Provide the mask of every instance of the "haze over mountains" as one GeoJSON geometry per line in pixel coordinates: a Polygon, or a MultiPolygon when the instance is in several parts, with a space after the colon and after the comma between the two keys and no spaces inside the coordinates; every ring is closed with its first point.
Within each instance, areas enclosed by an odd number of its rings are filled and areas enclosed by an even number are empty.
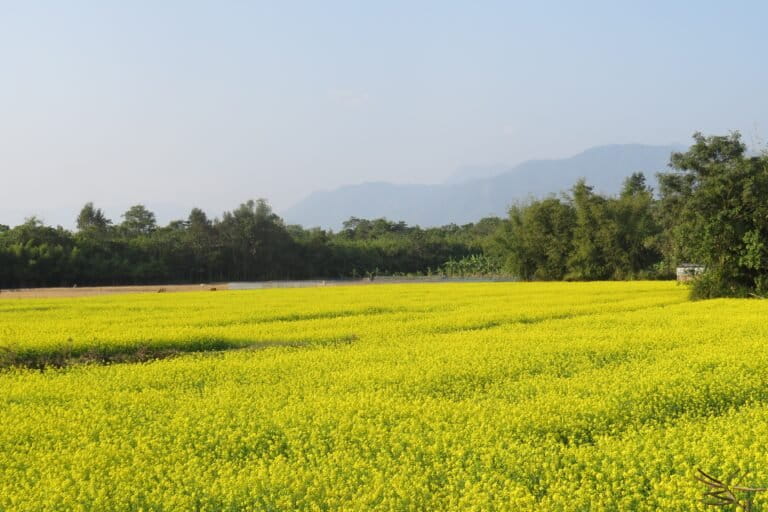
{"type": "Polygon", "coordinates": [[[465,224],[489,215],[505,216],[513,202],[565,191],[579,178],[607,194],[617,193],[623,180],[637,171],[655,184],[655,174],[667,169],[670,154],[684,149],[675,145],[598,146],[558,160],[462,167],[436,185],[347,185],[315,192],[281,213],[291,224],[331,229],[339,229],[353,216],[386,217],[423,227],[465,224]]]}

+++

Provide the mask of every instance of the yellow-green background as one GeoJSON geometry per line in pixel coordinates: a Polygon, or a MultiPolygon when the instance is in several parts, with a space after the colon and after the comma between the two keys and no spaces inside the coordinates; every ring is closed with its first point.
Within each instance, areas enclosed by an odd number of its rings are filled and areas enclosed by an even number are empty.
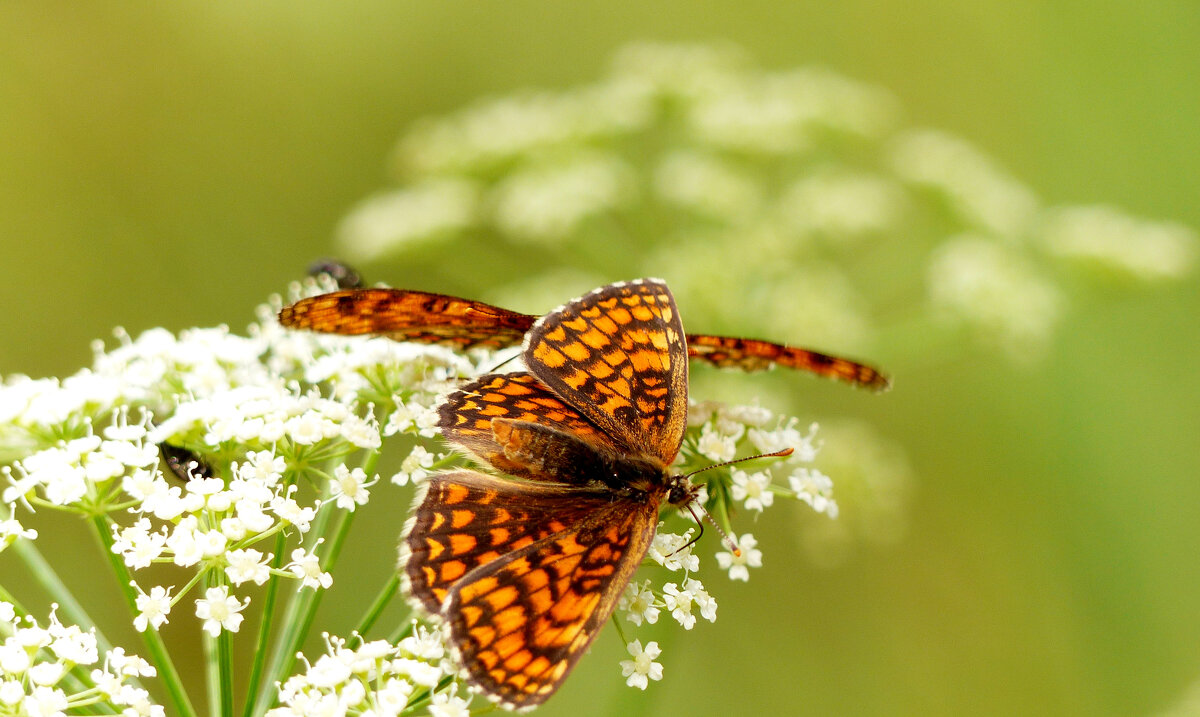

+++

▶ _Work to be completed_: Wherever a line in the data above contains the word "mask", copy that line.

▶ _Response_:
Provide the mask of every instance of the "haze over mountains" as one GeoJSON geometry per line in pixel coordinates: a Polygon, or a MultiPolygon when the instance is in several parts, with a space after the colon and after the comma between the two keys and no spaces inside the coordinates; every ring is closed with its first point.
Provide the mask of every instance of the yellow-green background as one GeoJSON geometry per line in pixel coordinates: a Polygon, or a MultiPolygon when the instance is in several parts, with a space after the colon and after the comma between the two keys and no spaces inside the coordinates; every ring is closed with its first point.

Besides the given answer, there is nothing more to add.